EXERCISE REQUIREMENTS -
Continue the project description about the low-frequency electromagnetic fracture diagnostic tool, starting right after its last sentence.

DOCUMENT EXCERPT -
The project goal is to develop a new Low Frequency Electromagnetic Induction method, which has the potential to estimate not only the propped length, height, and orientation of hydraulic fractures but also the vertical distribution of proppant within the fracture. The proposed low frequency electromagnetic induction tool can be used to detect far-field anomalies in the rock matrix from a single borehole.

Performer(s)

The University of Texas at Austin, Austin, TX 78712 
E-Spectrum Technologies, San Antonio, TX 78249

Background

Hydraulic fracturing has become a major driver for unconventional oil and gas production in the United States. Knowledge of hydraulic fracture dimensions is of great importance when predicting production, validating reservoir and fracture models, and improving production economics. However, we still lack an inexpensive, direct, and repeatable post-fracturing diagnostic tool to measure the dimensions and orientation of propped hydraulic fractures. Project researchers will build and test a prototype for a downhole fracture diagnostic tool that can be used to estimate the orientation and length of the ‘propped’ fracture (not the created fractures), since this is the primary driver for well productivity.

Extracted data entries

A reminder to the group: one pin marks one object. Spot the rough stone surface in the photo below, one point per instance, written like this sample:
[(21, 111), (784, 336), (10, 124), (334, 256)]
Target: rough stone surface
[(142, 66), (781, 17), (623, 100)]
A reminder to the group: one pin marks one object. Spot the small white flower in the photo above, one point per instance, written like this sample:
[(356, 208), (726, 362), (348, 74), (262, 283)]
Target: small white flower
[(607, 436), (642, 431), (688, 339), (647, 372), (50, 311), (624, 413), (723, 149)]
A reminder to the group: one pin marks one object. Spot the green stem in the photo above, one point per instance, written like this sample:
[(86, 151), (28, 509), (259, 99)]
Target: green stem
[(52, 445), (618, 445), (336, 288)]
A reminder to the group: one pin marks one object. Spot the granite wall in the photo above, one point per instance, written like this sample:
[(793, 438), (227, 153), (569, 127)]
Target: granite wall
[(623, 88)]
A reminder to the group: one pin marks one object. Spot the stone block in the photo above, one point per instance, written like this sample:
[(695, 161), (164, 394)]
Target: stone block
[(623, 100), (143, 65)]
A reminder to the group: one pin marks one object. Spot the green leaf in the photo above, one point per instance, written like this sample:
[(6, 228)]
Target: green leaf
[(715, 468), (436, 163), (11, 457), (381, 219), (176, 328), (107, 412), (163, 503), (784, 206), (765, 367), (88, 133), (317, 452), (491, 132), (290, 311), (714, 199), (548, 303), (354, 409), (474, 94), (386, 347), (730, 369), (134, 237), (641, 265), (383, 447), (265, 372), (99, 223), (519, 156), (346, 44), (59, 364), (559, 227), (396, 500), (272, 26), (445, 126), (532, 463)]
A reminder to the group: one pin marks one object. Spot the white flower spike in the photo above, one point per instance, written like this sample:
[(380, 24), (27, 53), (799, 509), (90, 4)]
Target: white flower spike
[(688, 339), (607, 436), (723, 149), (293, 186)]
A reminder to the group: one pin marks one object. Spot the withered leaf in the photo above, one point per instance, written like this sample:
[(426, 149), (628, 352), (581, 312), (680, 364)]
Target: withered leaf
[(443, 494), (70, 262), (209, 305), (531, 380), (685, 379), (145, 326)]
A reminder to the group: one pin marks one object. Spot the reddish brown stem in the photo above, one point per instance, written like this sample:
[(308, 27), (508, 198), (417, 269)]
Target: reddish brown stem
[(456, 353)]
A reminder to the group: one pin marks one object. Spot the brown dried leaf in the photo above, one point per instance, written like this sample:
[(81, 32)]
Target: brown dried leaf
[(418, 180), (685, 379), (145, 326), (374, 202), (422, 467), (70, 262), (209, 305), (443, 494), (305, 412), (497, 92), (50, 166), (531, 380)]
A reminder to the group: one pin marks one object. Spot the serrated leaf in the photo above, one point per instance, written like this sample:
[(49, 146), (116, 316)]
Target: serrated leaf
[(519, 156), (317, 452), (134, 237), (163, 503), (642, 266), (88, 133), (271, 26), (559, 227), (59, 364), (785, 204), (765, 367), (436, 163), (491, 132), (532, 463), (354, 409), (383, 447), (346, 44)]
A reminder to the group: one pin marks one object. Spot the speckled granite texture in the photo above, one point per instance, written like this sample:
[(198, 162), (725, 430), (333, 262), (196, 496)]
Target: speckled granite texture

REPLY TO THE EXERCISE -
Impact

The project team anticipates that the proposed technology will be a game changer in fracture diagnostics because it is inexpensive, repeatable, and fairly simple to operate. In addition to the key critical advantages mentioned above, the proposed technology can offer the following benefits consistent with DOE’s ongoing efforts:

  • Additional recovery: This tool can improve our understanding of true simulated rock volume because it tracks propped volume of hydraulic fractures and not shear slip events during a fracturing job. Therefore, it enables us to better model the reservoir and find effective re-fracturing candidates. Also, a true simulated rock volume map can help us design better simulations for subsequent wells.
  • Reduced costs: This tool can be operated at any time during the well’s life cycle and not necessarily during the hydraulic fracturing job (as is the case with microseismic monitoring). Therefore, the tool will reduce the equipment load during a fracturing job, thus reducing the environmental footprint. Because this technology, being a single wellbore application, doesn’t require a monitoring well, it can potentially be deployed in any hydraulically fractured well with or without a rig (can be deployed with a MAST truck). Due to the simplicity of deployment and ease of operation, the project team anticipates a much lower cost as compared to microseismic monitoring, along with more reliable results.
  • Environmental benefits: This technology tracks the location of conductive proppant using the proposed electromagnetic logging tool. Therefore, it can be used to track fractures that are hydraulically connected to natural aquifers. This tool can be operated alongside Cement Bond Logs in fractured reservoirs to ensure hydraulic isolation of oil and gas producing zones. Additionally, the inverted product of the measurement can be combined with other geophysical data (2-D and 3-D seismic and/or CSEM data) to find connections with natural fractures.
Accomplishments (most recent listed first)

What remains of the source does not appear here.